**Selected excerpt**
Farmers Market Update: Puerto Rico

by | Jun 26, 2011
Sweet Red Ajicitos

Sweet Red Ajicitos

Before we get started on this week’s amazing farmers market update from Puerto Rico, I want to announce that I’m going to start offering farmers market tours/classes for small groups in San Francisco. I hope you can join us!

Adriana Angelet is a food lover and blogger from Trujillo Alto, Puerto Rico. She cooks and shares balcony gardening duties with her husband, Eduardo, and their recao eating kitten Gatamiaux. Visit her beautiful blog Great Food 360.

Farmers Market Update: Puerto Rico

by Adriana Angelet

I am very excited to share today some of our finds from the Cooperativa Organica Madre Tierra’s bi-monthly farmer’s market. The farmers set up their stands at the Placita Roosevelt, a fifteen-minute drive from the Old San Juan area, on the first and third Sundays of every month. The market operates year-round; this is definitely one of the blessings of our tropical weather! The farmers’ coop that organizes the market recently celebrated its tenth anniversary.

Cooperativa Organica Madre Tierra Market

Cooperativa Organica Madre Tierra Market

Our first stop was Nelson’s table, where we purchased our regular greens (curly leaf and red leaf lettuces, arugula, spinach, and pac choi), which are available year-round.

**Extracted data**
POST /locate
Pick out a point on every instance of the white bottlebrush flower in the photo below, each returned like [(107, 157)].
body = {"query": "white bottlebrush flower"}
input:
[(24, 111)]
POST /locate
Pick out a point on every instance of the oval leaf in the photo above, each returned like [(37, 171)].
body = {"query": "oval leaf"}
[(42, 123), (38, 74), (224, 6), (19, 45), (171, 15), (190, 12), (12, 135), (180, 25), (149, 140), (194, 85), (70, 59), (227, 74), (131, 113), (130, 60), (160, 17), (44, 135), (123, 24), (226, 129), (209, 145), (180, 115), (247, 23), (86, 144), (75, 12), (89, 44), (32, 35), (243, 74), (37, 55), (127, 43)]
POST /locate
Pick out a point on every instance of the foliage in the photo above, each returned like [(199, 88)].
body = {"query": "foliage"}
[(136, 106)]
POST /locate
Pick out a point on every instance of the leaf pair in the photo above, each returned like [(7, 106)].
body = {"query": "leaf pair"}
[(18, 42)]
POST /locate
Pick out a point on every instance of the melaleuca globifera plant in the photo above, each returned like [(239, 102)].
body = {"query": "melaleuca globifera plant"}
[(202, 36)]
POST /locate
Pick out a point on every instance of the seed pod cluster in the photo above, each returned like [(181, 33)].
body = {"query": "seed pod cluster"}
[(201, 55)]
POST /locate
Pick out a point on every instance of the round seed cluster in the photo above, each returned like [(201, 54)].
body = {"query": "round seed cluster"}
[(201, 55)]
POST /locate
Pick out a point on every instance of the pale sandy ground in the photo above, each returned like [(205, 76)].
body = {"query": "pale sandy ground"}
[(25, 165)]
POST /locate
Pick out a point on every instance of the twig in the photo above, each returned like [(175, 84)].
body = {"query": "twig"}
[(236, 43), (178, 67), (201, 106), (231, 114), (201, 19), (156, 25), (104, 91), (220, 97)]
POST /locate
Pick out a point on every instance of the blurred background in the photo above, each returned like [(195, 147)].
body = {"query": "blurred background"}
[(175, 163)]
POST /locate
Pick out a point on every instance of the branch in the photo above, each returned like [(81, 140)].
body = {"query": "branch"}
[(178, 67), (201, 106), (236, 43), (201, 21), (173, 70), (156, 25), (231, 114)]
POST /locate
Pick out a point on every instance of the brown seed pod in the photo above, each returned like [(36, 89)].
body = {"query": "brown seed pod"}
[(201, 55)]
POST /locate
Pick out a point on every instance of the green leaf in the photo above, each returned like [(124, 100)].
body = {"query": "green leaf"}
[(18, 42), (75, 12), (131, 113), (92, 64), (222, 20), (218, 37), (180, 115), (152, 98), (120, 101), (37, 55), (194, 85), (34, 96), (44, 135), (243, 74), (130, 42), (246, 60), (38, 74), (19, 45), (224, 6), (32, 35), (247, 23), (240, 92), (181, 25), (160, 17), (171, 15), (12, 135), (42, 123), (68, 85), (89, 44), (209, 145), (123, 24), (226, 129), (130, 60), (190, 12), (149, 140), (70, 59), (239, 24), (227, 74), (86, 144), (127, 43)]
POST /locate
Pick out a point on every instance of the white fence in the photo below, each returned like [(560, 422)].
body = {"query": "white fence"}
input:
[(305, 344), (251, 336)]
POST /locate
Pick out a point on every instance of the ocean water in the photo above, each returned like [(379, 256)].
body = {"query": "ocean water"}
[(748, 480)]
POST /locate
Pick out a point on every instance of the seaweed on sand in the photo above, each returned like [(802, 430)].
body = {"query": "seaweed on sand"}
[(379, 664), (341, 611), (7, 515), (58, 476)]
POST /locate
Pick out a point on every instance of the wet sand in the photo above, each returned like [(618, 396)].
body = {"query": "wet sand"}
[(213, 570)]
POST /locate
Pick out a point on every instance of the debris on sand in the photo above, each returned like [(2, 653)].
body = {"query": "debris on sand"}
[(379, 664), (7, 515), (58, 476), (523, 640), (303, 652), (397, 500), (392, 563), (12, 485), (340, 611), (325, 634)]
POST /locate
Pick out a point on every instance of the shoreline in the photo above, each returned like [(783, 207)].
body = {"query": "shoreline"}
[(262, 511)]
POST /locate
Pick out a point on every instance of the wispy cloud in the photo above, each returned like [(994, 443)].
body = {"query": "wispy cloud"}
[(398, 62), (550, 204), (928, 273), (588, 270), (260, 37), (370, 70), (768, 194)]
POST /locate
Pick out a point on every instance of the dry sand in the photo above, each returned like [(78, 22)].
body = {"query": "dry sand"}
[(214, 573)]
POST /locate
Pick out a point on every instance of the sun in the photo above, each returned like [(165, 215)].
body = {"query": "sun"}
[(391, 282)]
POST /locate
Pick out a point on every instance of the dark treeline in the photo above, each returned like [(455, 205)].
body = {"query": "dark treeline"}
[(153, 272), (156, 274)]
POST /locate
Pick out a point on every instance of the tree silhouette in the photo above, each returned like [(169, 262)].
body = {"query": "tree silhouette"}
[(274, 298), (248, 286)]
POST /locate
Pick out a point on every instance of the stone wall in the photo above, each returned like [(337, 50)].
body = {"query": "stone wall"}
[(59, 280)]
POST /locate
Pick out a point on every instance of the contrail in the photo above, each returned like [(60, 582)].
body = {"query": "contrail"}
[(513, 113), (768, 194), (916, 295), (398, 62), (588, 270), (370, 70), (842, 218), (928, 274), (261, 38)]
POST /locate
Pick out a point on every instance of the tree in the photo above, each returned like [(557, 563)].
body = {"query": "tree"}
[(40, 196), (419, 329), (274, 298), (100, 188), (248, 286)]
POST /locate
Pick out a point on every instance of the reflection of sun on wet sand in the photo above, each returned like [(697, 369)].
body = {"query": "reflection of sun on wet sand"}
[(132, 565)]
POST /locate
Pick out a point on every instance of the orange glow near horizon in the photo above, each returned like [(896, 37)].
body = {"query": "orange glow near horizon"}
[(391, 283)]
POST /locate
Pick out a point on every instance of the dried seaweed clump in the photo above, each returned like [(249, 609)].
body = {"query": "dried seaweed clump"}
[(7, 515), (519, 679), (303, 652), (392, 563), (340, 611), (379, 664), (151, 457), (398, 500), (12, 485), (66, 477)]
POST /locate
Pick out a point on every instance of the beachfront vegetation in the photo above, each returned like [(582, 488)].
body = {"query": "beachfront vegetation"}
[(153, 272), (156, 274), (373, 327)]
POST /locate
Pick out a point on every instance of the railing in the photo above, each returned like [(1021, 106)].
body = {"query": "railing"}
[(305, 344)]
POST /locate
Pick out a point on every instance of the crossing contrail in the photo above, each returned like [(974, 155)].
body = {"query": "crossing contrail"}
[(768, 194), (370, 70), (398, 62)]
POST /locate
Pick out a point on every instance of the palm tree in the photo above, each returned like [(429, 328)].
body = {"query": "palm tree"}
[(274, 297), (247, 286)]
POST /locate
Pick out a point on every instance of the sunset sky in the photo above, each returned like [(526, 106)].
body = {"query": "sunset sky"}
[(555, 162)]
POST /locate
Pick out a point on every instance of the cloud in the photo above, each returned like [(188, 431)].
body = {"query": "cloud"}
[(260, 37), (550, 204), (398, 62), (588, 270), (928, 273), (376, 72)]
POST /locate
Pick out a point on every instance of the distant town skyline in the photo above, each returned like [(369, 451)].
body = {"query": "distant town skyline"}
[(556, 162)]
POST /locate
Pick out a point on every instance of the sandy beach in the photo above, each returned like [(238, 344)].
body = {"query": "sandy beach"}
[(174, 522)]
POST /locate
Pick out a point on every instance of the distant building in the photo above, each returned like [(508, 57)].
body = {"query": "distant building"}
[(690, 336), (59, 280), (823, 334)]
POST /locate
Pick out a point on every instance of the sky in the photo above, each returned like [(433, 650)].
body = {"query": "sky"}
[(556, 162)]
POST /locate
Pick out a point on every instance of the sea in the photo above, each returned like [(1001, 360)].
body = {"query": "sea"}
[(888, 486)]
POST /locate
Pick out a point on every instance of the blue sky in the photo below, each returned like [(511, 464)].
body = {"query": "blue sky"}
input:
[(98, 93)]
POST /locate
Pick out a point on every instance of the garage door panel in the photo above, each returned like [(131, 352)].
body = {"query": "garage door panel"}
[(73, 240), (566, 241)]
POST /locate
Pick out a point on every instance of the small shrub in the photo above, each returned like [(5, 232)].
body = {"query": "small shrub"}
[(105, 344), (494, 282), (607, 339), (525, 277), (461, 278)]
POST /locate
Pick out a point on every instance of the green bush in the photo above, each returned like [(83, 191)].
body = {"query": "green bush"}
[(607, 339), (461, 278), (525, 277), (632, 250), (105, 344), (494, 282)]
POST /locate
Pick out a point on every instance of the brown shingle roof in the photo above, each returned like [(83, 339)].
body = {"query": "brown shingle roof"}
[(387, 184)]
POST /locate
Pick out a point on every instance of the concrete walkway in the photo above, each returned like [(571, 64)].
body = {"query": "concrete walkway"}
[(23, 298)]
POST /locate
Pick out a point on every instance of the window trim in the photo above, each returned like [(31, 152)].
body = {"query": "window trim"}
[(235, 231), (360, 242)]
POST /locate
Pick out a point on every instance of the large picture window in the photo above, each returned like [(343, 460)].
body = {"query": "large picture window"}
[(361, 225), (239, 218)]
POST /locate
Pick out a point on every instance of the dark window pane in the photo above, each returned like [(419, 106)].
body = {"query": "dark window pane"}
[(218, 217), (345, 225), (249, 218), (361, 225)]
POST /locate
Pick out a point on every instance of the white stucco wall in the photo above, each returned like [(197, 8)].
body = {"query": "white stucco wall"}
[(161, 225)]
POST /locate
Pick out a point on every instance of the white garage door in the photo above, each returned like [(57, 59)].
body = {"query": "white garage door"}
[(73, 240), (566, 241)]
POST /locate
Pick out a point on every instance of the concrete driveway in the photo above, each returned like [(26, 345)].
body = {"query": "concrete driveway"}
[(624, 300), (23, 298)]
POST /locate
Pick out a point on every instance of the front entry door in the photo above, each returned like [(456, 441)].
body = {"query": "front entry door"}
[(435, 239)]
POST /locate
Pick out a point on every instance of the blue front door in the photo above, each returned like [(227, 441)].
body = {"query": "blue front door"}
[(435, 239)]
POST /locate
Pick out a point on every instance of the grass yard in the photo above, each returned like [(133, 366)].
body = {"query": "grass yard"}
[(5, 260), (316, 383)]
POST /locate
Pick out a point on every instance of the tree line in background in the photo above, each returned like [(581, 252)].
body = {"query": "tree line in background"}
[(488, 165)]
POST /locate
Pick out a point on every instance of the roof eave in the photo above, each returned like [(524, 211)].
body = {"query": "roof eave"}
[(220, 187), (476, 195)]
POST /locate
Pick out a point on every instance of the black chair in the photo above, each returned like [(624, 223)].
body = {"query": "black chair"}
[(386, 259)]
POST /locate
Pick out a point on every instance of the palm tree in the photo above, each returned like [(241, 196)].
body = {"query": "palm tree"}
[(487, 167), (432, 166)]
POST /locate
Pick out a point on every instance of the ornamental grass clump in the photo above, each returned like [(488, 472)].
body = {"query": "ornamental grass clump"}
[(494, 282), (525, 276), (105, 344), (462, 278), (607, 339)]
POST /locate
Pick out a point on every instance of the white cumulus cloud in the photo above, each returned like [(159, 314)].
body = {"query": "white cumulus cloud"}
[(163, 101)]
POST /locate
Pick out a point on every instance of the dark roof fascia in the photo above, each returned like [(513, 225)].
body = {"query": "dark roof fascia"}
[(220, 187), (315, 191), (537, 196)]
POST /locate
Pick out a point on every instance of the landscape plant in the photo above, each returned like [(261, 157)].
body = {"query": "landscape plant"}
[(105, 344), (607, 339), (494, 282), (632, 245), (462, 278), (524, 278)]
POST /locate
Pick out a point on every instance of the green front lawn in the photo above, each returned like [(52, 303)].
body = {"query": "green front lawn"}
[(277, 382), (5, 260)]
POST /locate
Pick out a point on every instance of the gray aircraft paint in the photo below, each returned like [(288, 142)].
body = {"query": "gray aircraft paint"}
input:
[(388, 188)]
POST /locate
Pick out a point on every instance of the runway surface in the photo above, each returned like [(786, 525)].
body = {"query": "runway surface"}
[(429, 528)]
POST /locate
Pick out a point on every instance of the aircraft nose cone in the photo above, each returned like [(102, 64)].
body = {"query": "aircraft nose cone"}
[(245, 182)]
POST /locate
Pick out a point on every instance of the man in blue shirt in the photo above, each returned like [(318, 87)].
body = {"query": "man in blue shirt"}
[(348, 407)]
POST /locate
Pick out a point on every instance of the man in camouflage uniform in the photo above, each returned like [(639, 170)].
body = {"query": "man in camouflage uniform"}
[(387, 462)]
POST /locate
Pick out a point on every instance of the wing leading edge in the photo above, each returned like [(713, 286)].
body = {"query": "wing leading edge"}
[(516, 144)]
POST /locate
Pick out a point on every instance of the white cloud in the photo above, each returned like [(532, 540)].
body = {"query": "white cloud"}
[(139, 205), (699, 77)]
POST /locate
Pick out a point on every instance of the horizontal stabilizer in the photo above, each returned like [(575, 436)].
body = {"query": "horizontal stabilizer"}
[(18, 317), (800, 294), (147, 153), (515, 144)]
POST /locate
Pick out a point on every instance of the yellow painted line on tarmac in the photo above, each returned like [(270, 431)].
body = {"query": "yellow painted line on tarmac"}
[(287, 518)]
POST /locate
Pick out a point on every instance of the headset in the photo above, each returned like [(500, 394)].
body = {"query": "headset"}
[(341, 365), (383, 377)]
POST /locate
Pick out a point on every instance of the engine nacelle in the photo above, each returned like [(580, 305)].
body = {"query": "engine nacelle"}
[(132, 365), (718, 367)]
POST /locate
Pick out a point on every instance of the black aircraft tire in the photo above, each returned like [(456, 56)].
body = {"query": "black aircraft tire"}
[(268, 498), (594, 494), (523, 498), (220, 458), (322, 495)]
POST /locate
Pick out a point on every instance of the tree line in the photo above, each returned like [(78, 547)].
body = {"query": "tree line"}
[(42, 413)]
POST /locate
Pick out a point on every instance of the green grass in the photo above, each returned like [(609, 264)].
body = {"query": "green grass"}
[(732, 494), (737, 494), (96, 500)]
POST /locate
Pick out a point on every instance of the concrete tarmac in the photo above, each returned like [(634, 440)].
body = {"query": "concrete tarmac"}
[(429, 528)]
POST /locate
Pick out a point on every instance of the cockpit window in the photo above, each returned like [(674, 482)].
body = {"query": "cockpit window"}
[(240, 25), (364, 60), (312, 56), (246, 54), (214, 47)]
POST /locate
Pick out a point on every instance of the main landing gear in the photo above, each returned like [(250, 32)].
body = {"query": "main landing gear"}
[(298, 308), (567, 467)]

**Task to carry out**
According to the Puerto Rico farmers market update, on which days of the month do the farmers set up their stands at the Placita Roosevelt? The entries come from a different source than the text.

**Solution for this exercise**
On the first and third Sundays of every month.